Leave out the pictures and transcribe everything else exactly.

> SUPPLIED ENTRIES:
◇ ◇ ◇ ◇ ◇ ◇ ◇

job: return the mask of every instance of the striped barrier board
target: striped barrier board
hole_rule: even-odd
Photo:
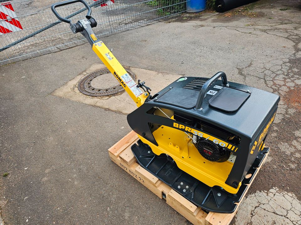
[[[0,4],[0,35],[23,30],[10,2]]]

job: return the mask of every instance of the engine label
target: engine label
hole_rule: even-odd
[[[173,126],[174,128],[179,130],[183,130],[192,134],[193,135],[193,138],[194,138],[195,136],[196,137],[196,136],[198,136],[200,138],[204,138],[205,140],[209,140],[211,141],[214,144],[219,145],[221,147],[226,148],[230,151],[236,152],[238,148],[237,146],[233,145],[223,140],[219,139],[211,135],[208,134],[202,131],[196,130],[194,128],[187,127],[185,125],[176,122],[173,123]]]

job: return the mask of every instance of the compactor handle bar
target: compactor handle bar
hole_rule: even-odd
[[[56,7],[59,7],[60,6],[63,6],[66,5],[69,5],[73,3],[76,3],[76,2],[82,2],[85,5],[86,8],[88,10],[88,13],[87,13],[87,15],[86,16],[86,17],[88,19],[91,19],[91,8],[90,8],[90,7],[89,6],[89,5],[88,4],[88,3],[87,3],[85,0],[68,0],[68,1],[63,2],[62,2],[55,3],[51,6],[51,10],[52,10],[52,12],[54,14],[54,15],[55,15],[55,16],[59,20],[61,20],[61,21],[62,21],[63,22],[66,22],[67,23],[70,23],[70,22],[71,22],[70,20],[70,19],[66,19],[66,18],[62,17],[56,11],[56,10],[55,10],[55,8]]]
[[[229,84],[228,83],[228,81],[227,79],[227,76],[226,76],[226,74],[224,72],[219,72],[217,73],[209,79],[208,81],[206,81],[203,86],[202,87],[202,89],[200,91],[200,93],[198,95],[198,100],[197,101],[197,104],[195,106],[196,110],[199,110],[202,109],[202,104],[203,103],[203,100],[204,98],[206,96],[206,93],[210,87],[210,85],[217,80],[219,78],[221,77],[222,81],[223,82],[223,85],[226,87],[229,87]]]

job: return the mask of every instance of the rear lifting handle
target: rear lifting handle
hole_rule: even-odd
[[[202,104],[203,103],[204,98],[206,96],[206,93],[209,87],[214,81],[221,77],[222,78],[223,86],[226,87],[229,86],[229,84],[228,83],[228,81],[225,73],[224,72],[219,72],[215,74],[211,78],[207,81],[202,87],[202,89],[200,91],[200,93],[198,95],[195,108],[194,108],[195,110],[197,111],[202,110]]]
[[[55,10],[55,8],[73,3],[80,2],[82,3],[88,10],[88,12],[86,16],[86,19],[81,19],[75,23],[71,22],[71,20],[61,16]],[[99,41],[96,38],[95,34],[92,28],[97,25],[96,21],[91,16],[91,8],[85,0],[68,0],[60,2],[55,3],[51,6],[51,10],[54,15],[59,20],[63,22],[69,23],[70,28],[74,33],[80,32],[87,38],[91,46]]]

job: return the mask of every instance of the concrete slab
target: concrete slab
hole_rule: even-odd
[[[65,85],[55,91],[51,94],[124,114],[127,115],[131,112],[137,108],[137,106],[124,91],[113,95],[91,97],[83,94],[78,90],[77,88],[78,82],[83,77],[95,71],[105,68],[103,64],[94,64],[83,73],[67,82]],[[157,93],[182,76],[134,67],[126,67],[125,68],[129,69],[135,74],[136,82],[138,79],[145,81],[146,85],[151,88],[152,93]],[[104,86],[106,85],[113,86],[118,84],[118,82],[112,74],[108,74],[108,75],[110,76],[110,77],[112,77],[113,79],[114,79],[113,80],[113,79],[110,79],[109,80],[115,82],[113,83],[115,84],[112,85],[109,83],[94,84]]]

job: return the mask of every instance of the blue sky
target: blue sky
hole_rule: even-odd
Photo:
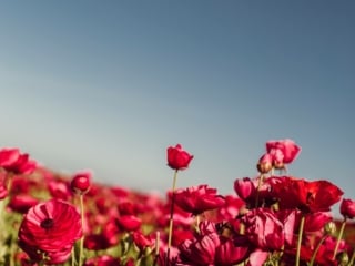
[[[353,1],[8,1],[0,9],[1,146],[55,171],[164,192],[233,193],[265,142],[291,174],[353,190]]]

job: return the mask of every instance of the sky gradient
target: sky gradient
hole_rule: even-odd
[[[48,167],[164,192],[233,193],[265,142],[290,173],[355,197],[353,1],[8,1],[0,9],[1,146]]]

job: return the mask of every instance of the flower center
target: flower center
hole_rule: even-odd
[[[50,229],[54,226],[54,221],[51,218],[45,218],[41,222],[41,227],[44,229]]]

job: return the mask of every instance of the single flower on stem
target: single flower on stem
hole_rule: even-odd
[[[77,173],[71,180],[70,187],[72,191],[79,195],[80,197],[80,214],[81,214],[81,228],[83,231],[84,225],[84,202],[83,195],[89,192],[91,185],[91,172],[82,171]],[[79,247],[79,265],[82,265],[82,252],[84,246],[84,235],[80,238],[80,247]]]
[[[168,152],[168,165],[175,170],[174,177],[173,177],[173,186],[172,186],[172,198],[171,198],[171,208],[170,208],[170,221],[169,221],[169,236],[168,236],[168,250],[166,250],[166,258],[165,264],[170,259],[170,248],[171,248],[171,238],[172,238],[172,231],[173,231],[173,216],[174,216],[174,201],[175,201],[175,186],[176,186],[176,178],[178,172],[185,170],[189,167],[193,155],[182,149],[181,144],[176,144],[175,146],[170,146],[166,150]]]

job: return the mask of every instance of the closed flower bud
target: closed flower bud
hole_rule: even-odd
[[[189,167],[193,155],[182,149],[180,144],[176,146],[170,146],[168,152],[168,165],[173,170],[185,170]]]
[[[262,174],[267,174],[273,168],[273,156],[268,153],[265,153],[256,165],[257,171]]]
[[[341,203],[341,214],[347,218],[355,217],[355,201],[344,198]]]
[[[337,254],[336,260],[339,263],[339,266],[347,266],[348,265],[348,255],[346,252],[342,252]]]
[[[91,180],[90,172],[80,172],[73,176],[70,183],[70,186],[73,192],[78,194],[85,194],[90,190],[90,185],[91,185],[90,180]]]
[[[333,235],[336,232],[336,225],[334,222],[325,224],[324,229],[327,234]]]

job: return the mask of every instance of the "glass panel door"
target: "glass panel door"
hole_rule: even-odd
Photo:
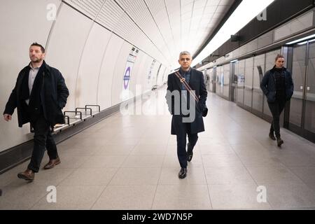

◇ ◇ ◇ ◇ ◇ ◇ ◇

> ANSWER FOR THIS EXERCISE:
job: return the mask of every instance of the striped barrier board
target: striped barrier board
hole_rule: even-odd
Photo:
[[[0,4],[0,35],[23,30],[10,2]]]

job: return the mask of every instance of the engine label
target: engine label
hole_rule: even-odd
[[[173,126],[174,128],[179,130],[183,130],[192,134],[193,135],[193,138],[194,138],[195,136],[196,137],[196,136],[198,136],[200,138],[204,138],[205,140],[209,140],[211,141],[214,144],[219,145],[221,147],[226,148],[230,151],[236,152],[238,148],[237,146],[233,145],[223,140],[219,139],[211,135],[208,134],[202,131],[196,130],[194,128],[187,127],[185,125],[176,122],[173,123]]]

job: return the mask of every instance of the compactor handle bar
target: compactor handle bar
hole_rule: even-odd
[[[56,7],[59,7],[60,6],[63,6],[66,5],[69,5],[73,3],[76,3],[76,2],[82,2],[85,5],[86,8],[88,10],[88,13],[87,13],[87,15],[86,16],[86,17],[88,19],[91,19],[91,8],[90,8],[90,7],[89,6],[89,5],[88,4],[88,3],[87,3],[85,0],[68,0],[68,1],[63,2],[62,2],[55,3],[51,6],[51,10],[52,10],[52,12],[54,14],[54,15],[55,15],[55,16],[59,20],[61,20],[61,21],[62,21],[63,22],[66,22],[67,23],[70,23],[70,22],[71,22],[70,20],[70,19],[66,19],[66,18],[62,17],[56,11],[56,10],[55,10],[55,8]]]
[[[229,84],[228,83],[228,81],[227,79],[227,76],[226,76],[226,74],[224,72],[219,72],[217,73],[209,79],[208,81],[206,81],[203,86],[202,87],[202,89],[200,91],[200,93],[198,95],[198,100],[197,101],[197,104],[195,106],[196,110],[199,110],[202,109],[202,104],[203,103],[203,100],[204,98],[206,96],[206,93],[210,87],[210,85],[217,80],[219,78],[221,77],[222,81],[223,82],[223,85],[226,87],[229,87]]]

job: return the mask of every instance of the rear lifting handle
target: rear lifting handle
hole_rule: even-odd
[[[202,104],[203,103],[204,98],[206,96],[206,93],[209,87],[214,81],[221,77],[222,78],[223,86],[226,87],[229,86],[229,84],[228,83],[228,81],[225,73],[224,72],[219,72],[215,74],[211,78],[207,81],[202,87],[202,89],[200,91],[200,93],[198,95],[195,108],[194,108],[195,110],[197,111],[202,110]]]
[[[55,10],[55,8],[73,3],[80,2],[82,3],[88,10],[88,12],[86,16],[86,19],[81,19],[75,23],[71,22],[71,20],[61,16]],[[99,41],[96,38],[95,34],[92,28],[97,25],[96,21],[91,16],[91,8],[85,0],[68,0],[60,2],[55,3],[51,6],[51,10],[54,15],[59,20],[63,22],[69,23],[70,28],[74,33],[80,32],[87,38],[91,46]]]

job: return the mask of every instance of the concrete slab
target: concrete slab
hole_rule: even-odd
[[[65,85],[55,91],[51,94],[124,114],[127,115],[131,112],[137,108],[137,106],[124,91],[113,95],[91,97],[83,94],[78,90],[77,88],[78,82],[83,77],[95,71],[105,68],[103,64],[94,64],[83,73],[67,82]],[[157,93],[182,76],[134,67],[126,67],[125,68],[129,69],[135,74],[136,82],[138,79],[145,81],[146,85],[151,88],[152,93]],[[104,86],[106,85],[113,86],[118,84],[118,82],[112,74],[108,74],[108,75],[110,76],[110,77],[112,77],[113,79],[114,79],[113,80],[113,79],[110,79],[109,80],[115,82],[113,83],[115,84],[112,85],[109,83],[94,84]]]

job: return the mask of every instance of the blue sky
target: blue sky
hole_rule: even-odd
Photo:
[[[353,1],[8,1],[0,9],[1,146],[55,171],[164,192],[233,193],[265,142],[291,174],[353,190]]]

job: return the mask of every instance of the sky gradient
target: sky gradient
hole_rule: even-odd
[[[48,167],[164,192],[233,193],[265,142],[290,173],[355,197],[353,1],[8,1],[0,9],[1,146]]]

job: return the mask of every instance of the flower center
target: flower center
hole_rule: even-odd
[[[50,229],[54,226],[54,221],[51,218],[45,218],[41,222],[41,227],[44,229]]]

job: return the mask of every instance of the single flower on stem
target: single flower on stem
hole_rule: even-odd
[[[77,173],[71,180],[70,187],[72,191],[79,195],[80,197],[80,214],[81,214],[81,228],[83,231],[84,225],[84,202],[83,195],[89,192],[91,185],[91,172],[82,171]],[[79,247],[79,265],[82,265],[82,252],[84,246],[84,235],[80,238],[80,247]]]
[[[168,152],[168,165],[175,170],[174,177],[173,177],[173,186],[172,186],[172,198],[171,198],[171,208],[170,208],[170,221],[169,221],[169,236],[168,236],[168,250],[166,250],[166,258],[165,264],[170,259],[170,248],[171,248],[171,238],[172,238],[172,231],[173,231],[173,216],[174,216],[174,201],[175,201],[175,186],[176,186],[176,178],[178,172],[185,170],[189,167],[193,155],[182,149],[181,144],[176,144],[175,146],[170,146],[166,150]]]

job: return the mask of every instance of the closed flower bud
target: closed flower bud
hole_rule: even-odd
[[[189,167],[193,155],[182,149],[180,144],[176,146],[170,146],[168,152],[168,165],[173,170],[185,170]]]
[[[262,174],[267,174],[273,168],[273,156],[268,153],[265,153],[256,165],[257,171]]]
[[[341,203],[341,214],[347,218],[355,217],[355,201],[344,198]]]
[[[337,254],[336,260],[339,263],[339,266],[347,266],[348,265],[348,255],[346,252],[342,252]]]
[[[91,180],[90,172],[80,172],[73,176],[70,183],[70,186],[73,192],[78,194],[85,194],[90,190],[90,185],[91,185],[90,180]]]
[[[333,235],[336,232],[336,225],[334,222],[325,224],[324,229],[327,234]]]

job: return the mask of every instance of the "glass panel door"
target: "glass panel door"
hole_rule: even-odd
Photo:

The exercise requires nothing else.